▶ **Request**:
Go through the entries below and copy out each line that contains the word "white".

▶ **Task inputs**:
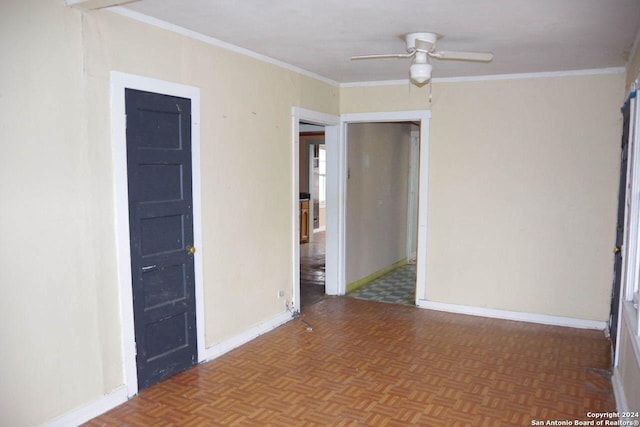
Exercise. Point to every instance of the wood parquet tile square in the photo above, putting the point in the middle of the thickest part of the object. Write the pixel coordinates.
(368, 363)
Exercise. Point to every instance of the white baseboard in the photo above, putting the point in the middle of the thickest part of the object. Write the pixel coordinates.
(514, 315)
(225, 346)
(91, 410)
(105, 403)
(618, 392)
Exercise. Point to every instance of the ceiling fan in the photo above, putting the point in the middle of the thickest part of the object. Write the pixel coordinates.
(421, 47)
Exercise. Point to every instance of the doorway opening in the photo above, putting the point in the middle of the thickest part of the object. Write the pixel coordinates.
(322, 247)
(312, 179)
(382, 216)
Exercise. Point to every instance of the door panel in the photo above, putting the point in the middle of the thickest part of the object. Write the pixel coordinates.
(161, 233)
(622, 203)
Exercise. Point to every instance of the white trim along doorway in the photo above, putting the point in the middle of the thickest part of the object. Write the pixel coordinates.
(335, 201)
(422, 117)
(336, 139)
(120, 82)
* * *
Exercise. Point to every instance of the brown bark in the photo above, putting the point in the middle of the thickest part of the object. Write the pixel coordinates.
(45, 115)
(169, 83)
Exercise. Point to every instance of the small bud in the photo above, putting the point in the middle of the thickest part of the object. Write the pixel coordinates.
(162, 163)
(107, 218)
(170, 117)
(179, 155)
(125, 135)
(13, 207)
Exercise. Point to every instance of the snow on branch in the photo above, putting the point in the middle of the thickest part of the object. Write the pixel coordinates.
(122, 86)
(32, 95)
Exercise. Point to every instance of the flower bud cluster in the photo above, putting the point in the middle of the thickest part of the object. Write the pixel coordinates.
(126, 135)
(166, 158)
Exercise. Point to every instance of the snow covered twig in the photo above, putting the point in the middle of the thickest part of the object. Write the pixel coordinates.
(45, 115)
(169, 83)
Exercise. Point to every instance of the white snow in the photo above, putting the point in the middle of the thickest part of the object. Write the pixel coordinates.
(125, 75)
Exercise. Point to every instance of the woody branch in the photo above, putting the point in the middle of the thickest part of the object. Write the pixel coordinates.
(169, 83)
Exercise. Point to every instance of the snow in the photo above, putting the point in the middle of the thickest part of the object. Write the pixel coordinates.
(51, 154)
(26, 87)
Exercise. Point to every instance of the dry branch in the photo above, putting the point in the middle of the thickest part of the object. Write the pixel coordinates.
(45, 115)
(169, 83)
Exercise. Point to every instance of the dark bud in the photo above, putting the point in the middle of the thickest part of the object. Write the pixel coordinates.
---
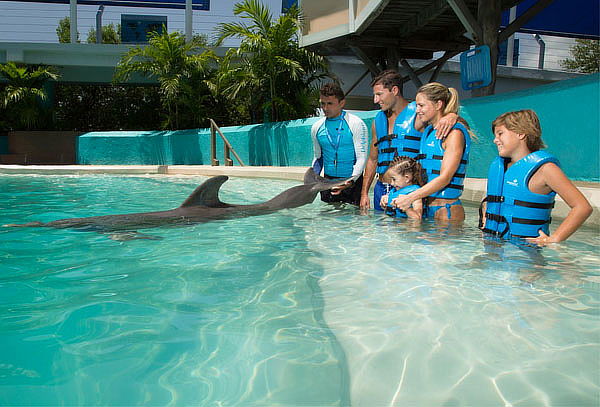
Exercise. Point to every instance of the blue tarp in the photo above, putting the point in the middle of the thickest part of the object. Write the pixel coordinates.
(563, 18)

▶ **Output**:
Exercise. Point to every instance of the white baseboard in the photo above, putting the point in the middle of the thickest part of the object. Write the pixel coordinates.
Exercise. Point to every instance of the white trim along doorway in the photo above, putting the point in the middle of the thickest part of the object. Write the pixel coordinates.
Exercise. Point to every instance of the white snow in the photo above, putting the point in the middle of the thickest part of the object. Write the pixel coordinates.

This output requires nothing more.